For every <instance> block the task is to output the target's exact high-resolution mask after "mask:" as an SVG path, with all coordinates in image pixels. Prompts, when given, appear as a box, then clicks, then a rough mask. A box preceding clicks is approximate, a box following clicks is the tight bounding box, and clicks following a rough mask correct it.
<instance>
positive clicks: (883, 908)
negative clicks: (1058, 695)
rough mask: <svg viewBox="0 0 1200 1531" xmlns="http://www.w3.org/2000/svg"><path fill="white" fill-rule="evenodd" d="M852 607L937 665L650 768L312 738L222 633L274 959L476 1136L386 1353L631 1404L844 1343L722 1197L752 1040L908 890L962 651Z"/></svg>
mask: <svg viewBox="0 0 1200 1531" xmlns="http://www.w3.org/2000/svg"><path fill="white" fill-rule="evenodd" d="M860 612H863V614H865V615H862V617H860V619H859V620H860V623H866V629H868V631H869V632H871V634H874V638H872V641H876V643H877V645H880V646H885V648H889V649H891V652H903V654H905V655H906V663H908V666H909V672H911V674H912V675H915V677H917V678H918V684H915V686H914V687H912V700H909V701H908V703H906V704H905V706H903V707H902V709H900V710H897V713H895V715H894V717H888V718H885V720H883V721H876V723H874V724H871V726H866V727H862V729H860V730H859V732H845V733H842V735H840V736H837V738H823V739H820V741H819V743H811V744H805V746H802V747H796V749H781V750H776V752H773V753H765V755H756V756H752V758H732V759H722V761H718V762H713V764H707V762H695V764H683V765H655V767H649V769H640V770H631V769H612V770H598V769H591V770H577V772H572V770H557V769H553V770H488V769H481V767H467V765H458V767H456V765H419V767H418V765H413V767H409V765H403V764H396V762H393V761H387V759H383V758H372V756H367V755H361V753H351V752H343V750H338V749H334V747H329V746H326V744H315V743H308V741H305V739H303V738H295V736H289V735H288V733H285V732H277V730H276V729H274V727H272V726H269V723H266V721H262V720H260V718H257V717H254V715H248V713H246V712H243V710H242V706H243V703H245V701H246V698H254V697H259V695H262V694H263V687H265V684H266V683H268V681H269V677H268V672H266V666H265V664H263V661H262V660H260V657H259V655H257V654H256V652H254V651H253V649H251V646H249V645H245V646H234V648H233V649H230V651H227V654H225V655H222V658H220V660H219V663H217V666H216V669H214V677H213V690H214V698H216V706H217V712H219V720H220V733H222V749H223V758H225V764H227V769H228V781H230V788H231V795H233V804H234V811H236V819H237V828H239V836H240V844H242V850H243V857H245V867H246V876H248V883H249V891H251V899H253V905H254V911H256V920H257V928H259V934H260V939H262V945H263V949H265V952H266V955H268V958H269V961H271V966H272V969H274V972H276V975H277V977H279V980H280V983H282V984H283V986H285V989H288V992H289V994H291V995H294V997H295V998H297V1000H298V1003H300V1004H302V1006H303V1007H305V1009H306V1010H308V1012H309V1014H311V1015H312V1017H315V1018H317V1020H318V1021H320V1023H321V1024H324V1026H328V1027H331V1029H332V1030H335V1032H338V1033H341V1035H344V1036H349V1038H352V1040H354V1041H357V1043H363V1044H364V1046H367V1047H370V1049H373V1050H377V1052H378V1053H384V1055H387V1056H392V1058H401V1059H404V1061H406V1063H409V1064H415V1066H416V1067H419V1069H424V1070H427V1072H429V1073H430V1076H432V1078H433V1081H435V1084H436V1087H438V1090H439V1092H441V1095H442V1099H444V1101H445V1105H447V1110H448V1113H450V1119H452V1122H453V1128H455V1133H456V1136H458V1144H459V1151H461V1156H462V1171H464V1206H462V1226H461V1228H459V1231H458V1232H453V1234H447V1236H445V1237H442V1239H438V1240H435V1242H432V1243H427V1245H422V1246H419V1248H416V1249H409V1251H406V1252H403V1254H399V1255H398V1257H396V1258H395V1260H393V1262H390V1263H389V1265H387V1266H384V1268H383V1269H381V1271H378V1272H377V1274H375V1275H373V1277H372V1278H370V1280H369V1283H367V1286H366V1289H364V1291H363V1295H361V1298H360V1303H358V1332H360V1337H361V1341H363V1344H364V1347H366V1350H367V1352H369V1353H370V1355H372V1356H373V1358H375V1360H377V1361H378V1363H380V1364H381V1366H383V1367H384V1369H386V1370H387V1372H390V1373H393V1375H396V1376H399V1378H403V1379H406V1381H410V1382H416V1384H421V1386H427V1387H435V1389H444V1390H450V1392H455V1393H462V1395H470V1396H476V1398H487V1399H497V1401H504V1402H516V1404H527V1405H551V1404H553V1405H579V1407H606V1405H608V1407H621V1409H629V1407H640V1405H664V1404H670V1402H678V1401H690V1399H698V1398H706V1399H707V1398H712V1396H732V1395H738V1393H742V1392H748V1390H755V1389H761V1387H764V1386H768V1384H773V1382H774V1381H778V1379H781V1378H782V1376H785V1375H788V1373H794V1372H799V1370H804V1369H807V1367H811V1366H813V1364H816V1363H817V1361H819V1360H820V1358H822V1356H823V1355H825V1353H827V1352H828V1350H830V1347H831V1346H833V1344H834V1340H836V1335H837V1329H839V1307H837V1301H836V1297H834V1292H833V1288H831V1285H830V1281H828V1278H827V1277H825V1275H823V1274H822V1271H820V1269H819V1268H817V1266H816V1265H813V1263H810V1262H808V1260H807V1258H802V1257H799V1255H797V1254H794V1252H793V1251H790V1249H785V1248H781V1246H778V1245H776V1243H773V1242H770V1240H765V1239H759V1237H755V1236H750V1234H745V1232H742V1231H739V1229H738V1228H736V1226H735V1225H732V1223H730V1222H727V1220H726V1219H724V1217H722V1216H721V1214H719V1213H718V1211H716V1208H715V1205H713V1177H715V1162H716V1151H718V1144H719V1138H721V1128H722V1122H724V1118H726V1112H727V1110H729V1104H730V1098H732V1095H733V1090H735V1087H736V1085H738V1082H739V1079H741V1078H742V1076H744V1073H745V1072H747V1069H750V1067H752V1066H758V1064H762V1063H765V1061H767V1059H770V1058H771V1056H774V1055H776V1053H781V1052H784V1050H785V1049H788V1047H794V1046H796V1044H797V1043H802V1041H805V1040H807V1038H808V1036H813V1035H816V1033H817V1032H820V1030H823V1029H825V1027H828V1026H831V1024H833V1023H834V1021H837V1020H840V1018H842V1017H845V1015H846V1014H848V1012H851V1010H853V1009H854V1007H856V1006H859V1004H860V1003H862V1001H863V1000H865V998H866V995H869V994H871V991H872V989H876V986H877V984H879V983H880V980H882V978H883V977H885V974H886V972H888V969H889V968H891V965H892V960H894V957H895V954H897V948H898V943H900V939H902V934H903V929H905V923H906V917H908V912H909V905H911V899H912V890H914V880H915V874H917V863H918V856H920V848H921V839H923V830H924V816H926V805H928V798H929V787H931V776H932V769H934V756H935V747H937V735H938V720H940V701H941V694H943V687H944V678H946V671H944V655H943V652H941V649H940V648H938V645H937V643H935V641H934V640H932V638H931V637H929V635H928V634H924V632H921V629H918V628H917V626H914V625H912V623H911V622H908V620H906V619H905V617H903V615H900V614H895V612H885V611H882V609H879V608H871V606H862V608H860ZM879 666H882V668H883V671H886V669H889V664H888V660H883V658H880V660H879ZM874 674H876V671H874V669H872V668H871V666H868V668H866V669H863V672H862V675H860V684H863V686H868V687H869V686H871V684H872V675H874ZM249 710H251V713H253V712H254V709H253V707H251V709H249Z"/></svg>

########################################

ABOUT THIS TASK: Rewrite everything from the start of the entries down through the line containing "positive clicks: (883, 908)", substituting "coarse mask" for "rough mask" and leaving all else unchanged.

REPLY:
For every <instance> block the task is to output the target's exact high-resolution mask after "mask:" as an SVG path, with all coordinates in image pixels. Prompts, when given, appear as a box, then clicks, then a coarse mask. A box preceding clicks is approximate, a box following clicks is the tight bounding box, and clicks following a coarse mask correct it.
<instance>
positive clicks: (883, 908)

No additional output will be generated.